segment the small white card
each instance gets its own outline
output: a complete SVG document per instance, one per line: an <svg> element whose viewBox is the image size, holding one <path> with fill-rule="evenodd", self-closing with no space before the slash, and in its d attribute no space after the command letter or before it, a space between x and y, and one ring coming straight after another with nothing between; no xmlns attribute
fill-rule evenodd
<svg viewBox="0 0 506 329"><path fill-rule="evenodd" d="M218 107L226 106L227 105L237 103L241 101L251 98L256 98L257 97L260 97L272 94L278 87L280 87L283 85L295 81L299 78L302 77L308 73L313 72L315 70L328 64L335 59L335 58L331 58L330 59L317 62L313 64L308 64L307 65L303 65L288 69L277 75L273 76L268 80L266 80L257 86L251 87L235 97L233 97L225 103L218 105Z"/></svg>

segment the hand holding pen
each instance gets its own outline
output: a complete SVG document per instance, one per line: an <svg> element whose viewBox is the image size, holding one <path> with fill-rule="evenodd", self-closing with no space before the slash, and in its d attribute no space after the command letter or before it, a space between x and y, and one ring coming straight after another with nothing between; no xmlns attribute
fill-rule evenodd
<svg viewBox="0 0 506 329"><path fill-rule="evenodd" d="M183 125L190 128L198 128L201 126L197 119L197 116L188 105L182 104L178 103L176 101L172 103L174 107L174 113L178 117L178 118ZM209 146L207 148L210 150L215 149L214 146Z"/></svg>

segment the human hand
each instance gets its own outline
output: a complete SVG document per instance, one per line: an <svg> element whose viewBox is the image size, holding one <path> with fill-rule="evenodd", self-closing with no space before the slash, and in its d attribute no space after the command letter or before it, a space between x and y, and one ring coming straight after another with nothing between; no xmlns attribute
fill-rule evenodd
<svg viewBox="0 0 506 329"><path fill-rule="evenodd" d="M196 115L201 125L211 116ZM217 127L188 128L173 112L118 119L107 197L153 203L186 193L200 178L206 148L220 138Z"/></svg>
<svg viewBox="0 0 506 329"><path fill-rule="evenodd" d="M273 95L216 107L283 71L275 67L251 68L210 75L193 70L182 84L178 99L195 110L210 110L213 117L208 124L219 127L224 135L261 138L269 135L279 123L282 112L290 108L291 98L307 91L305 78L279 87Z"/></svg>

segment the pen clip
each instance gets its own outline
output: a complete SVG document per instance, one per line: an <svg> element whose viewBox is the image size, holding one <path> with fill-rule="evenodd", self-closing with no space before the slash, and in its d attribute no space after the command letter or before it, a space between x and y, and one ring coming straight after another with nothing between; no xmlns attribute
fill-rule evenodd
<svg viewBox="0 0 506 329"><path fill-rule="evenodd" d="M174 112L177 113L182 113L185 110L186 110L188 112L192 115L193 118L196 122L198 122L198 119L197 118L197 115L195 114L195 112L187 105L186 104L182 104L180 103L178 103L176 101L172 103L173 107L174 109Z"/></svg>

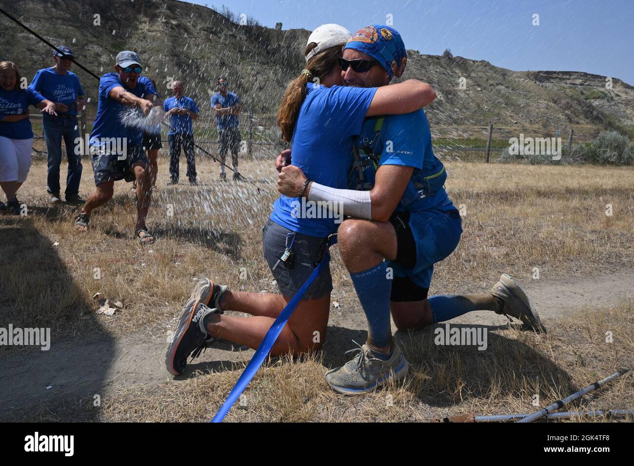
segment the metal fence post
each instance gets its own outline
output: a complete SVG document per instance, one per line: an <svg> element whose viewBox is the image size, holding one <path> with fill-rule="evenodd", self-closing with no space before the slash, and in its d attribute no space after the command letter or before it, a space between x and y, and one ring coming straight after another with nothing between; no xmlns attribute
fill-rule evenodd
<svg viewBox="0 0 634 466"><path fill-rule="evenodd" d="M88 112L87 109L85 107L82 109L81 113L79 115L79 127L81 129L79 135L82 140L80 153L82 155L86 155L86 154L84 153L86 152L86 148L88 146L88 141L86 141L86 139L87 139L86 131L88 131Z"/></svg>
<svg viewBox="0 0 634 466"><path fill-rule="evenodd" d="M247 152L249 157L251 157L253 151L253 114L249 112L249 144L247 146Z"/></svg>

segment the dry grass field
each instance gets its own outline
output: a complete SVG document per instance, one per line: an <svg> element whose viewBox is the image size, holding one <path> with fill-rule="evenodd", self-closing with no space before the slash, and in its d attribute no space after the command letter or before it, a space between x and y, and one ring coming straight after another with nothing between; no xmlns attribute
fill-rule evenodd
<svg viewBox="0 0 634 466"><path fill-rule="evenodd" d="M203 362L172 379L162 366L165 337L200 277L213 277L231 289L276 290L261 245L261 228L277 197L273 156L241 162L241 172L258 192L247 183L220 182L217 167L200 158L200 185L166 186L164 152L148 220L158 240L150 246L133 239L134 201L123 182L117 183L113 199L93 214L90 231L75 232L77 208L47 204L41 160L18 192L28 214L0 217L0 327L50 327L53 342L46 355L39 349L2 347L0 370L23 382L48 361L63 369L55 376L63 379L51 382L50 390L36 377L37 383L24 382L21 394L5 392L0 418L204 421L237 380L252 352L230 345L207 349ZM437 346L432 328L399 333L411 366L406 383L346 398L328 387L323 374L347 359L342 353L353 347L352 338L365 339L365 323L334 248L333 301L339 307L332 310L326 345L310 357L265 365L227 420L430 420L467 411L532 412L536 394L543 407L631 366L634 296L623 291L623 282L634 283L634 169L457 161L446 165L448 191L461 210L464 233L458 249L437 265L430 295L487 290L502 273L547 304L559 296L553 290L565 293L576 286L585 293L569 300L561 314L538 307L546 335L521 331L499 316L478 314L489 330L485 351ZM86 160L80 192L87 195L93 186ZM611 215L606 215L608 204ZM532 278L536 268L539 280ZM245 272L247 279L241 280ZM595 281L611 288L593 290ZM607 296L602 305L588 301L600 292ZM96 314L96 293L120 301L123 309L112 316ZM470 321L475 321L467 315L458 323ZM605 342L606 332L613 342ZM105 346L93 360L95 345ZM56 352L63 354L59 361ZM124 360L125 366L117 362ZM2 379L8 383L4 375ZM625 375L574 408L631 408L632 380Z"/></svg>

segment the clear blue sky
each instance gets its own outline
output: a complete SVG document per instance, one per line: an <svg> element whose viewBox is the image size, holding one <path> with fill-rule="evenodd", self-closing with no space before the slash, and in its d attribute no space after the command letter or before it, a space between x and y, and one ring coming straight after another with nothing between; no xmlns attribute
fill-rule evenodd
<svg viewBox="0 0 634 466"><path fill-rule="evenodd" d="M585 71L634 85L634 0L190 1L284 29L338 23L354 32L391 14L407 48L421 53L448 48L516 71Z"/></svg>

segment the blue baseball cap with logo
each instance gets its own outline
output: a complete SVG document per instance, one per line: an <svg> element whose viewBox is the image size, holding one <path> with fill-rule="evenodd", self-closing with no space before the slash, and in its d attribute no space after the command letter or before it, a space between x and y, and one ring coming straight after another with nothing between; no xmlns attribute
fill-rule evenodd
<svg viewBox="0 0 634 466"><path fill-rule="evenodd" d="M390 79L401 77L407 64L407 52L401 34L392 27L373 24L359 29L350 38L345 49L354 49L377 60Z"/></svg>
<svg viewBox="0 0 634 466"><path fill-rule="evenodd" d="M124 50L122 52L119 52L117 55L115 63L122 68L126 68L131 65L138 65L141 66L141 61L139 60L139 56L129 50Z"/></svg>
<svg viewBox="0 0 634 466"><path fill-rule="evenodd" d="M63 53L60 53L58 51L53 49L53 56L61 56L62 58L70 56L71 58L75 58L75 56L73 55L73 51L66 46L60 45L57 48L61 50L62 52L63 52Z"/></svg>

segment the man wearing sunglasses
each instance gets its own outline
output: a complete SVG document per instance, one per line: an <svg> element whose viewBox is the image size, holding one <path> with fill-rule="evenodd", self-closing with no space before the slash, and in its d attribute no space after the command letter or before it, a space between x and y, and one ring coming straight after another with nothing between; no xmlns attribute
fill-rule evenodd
==
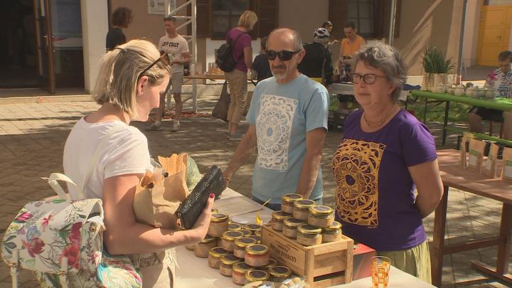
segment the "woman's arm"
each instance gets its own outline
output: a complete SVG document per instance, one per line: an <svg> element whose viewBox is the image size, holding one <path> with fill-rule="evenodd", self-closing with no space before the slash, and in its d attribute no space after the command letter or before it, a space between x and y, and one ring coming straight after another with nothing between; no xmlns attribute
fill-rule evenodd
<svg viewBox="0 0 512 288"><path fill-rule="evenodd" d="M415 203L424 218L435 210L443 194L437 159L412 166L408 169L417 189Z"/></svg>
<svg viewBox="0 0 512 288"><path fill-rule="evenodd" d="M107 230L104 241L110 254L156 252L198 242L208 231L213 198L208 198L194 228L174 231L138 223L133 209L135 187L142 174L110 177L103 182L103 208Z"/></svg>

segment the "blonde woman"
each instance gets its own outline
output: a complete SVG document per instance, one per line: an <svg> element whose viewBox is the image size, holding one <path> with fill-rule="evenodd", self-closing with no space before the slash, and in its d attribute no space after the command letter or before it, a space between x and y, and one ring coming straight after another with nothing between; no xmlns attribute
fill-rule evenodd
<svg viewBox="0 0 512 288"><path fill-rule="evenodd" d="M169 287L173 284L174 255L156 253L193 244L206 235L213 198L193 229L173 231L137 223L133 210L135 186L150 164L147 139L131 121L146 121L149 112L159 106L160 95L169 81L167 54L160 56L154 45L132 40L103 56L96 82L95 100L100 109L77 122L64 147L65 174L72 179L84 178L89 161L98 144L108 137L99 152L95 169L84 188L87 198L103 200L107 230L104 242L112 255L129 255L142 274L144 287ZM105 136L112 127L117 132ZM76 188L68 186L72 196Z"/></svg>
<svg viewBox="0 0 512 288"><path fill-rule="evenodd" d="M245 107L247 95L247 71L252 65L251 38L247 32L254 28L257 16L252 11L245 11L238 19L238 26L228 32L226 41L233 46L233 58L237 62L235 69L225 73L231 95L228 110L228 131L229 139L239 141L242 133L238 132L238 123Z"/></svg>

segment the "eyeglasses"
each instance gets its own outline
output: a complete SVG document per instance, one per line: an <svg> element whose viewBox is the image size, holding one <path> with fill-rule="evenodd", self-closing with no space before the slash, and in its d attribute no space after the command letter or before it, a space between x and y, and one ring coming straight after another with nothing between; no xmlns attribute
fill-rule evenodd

# Given request
Convert the records from the line containing "segment the hand holding pen" up to and including the line containing "125L190 128L198 128L201" into a Markdown table with the columns Row and Line, numbering each line and leaving out any blank ones.

# Solved problem
| Row | Line |
|---|---|
| 1 | segment the hand holding pen |
| 2 | each instance gets its own outline |
| 3 | output: a complete SVG document per instance, one per line: an <svg> element whose viewBox is the image size, holding one <path> with fill-rule="evenodd", self-closing with no space before the slash, and in its d attribute no space after the command letter or before it, a space between x and y, and one ring coming straight after another with nothing between; no xmlns attribute |
| 4 | fill-rule evenodd |
| 5 | <svg viewBox="0 0 506 329"><path fill-rule="evenodd" d="M183 125L190 128L198 128L201 126L197 119L197 116L188 105L182 104L178 103L176 101L172 103L174 107L174 113L178 117L178 118ZM209 146L207 148L210 150L215 149L214 146Z"/></svg> |